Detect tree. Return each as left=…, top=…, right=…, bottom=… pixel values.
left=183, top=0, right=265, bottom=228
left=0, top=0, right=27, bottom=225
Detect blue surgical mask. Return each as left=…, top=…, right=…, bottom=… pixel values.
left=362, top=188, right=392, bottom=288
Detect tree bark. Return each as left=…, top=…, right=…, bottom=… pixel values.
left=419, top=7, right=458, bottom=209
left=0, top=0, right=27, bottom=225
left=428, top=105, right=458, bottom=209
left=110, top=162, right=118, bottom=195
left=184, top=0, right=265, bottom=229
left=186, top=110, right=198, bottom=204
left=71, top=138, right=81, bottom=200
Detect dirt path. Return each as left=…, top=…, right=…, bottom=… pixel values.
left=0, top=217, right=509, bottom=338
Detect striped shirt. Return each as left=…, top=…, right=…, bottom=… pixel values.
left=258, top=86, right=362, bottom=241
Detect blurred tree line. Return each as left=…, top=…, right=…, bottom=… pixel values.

Task prompt>
Can you repeat all of the items above, swapping every "Detect" for "Locate" and leaving everything else unchanged?

Solution to this task>
Locate tree. Return each as left=…, top=…, right=…, bottom=… pixel values.
left=183, top=0, right=265, bottom=228
left=0, top=0, right=27, bottom=225
Locate blue surgical mask. Return each as left=…, top=…, right=…, bottom=… pixel values.
left=362, top=188, right=392, bottom=288
Locate tree bark. Return each as left=…, top=…, right=…, bottom=… pixel values.
left=419, top=7, right=458, bottom=209
left=0, top=0, right=27, bottom=225
left=428, top=105, right=458, bottom=209
left=110, top=162, right=118, bottom=195
left=184, top=0, right=265, bottom=229
left=186, top=110, right=198, bottom=204
left=71, top=138, right=81, bottom=200
Locate dirt path. Return each as left=…, top=…, right=…, bottom=… pixel values.
left=0, top=217, right=509, bottom=338
Locate striped shirt. Return each as left=…, top=…, right=…, bottom=… pixel values.
left=258, top=86, right=362, bottom=241
Locate blurred tree line. Return each as left=…, top=…, right=…, bottom=… pixel values.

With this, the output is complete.